» SOURCE EXTRACT:
Question

If $g$ is inverse of $f$ and $f\left(x\right)=x^2+3x-3(x>0)$ then $g^{{}^{\prime }}\left(1\right)$ equals

• A. $\frac{1}{2g\left(1\right)+3}$
• B. $-1$
• C. $\frac{1}{5}$
• D. $\frac{-f^{{}^{\prime }}\left(1\right)}{{\left(f\left(1\right)\right)}^2}$

Answer 1

Answer: (A), (C)

$\frac{1}{2g\left(1\right)+3}$
$\frac{1}{5}$

Given, $f\left(x\right)=x^2+3x-3$

$f^{-1}\left(x\right)=g\left(x\right)$

$\Rightarrow x=f\left(g\left(x\right)\right)$

Differentiating both sides,

$1=f^{{}^{\prime }}\left(g\left(x\right)\right)g^{{}^{\prime }}\left(x\right)$

$\Rightarrow g^{{}^{\prime }}\left(x\right)=\frac{1}{f^{{}^{\prime }}\left(g\left(x\right)\right)}$

Now $f^{{}^{\prime }}\left(x\right)=2x+3$

And $f\left(1\right)=1\Rightarrow g^{\prime }\left(1\right)=\frac{1}{f^{\prime }\left(g\right(1\left)\right)}=\frac{1}{f^{\prime }\left(1\right)}=\frac{1}{5}$

» INSTRUCTION 1: Decide whether each statement agrees with the inverse-function problem, answering yes or no and quoting the deciding words: (a) The answer marks both options A and C as correct. (b) The solution finds the derivative of the inverse by differentiating both sides of an equation. (c) Option B gives the value 1/5.
» INSTRUCTION 2: Rename "Answer" as "Solution" in the inverse-function problem, giving the part from "If $g$ is inverse" to "Answer: (A), (C)" again with that change.
The material after this point comes from a separate source.

» SOURCE MATERIAL:
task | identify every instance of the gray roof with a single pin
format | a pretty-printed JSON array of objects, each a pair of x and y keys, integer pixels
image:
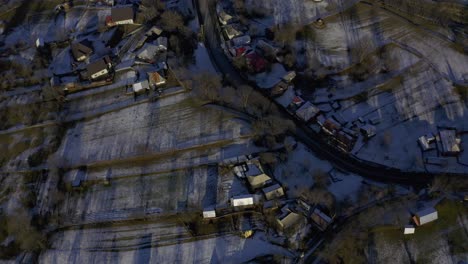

» WRITTEN REPLY 1:
(a) Yes: "Answer: (A), (C)"
(b) Yes: "Differentiating both sides,"
(c) No: "B. $-1$"

» WRITTEN REPLY 2:
If $g$ is inverse of $f$ and $f\left(x\right)=x^2+3x-3(x>0)$ then $g^{{}^{\prime }}\left(1\right)$ equals

• A. $\frac{1}{2g\left(1\right)+3}$
• B. $-1$
• C. $\frac{1}{5}$
• D. $\frac{-f^{{}^{\prime }}\left(1\right)}{{\left(f\left(1\right)\right)}^2}$

Solution 1

Solution: (A), (C)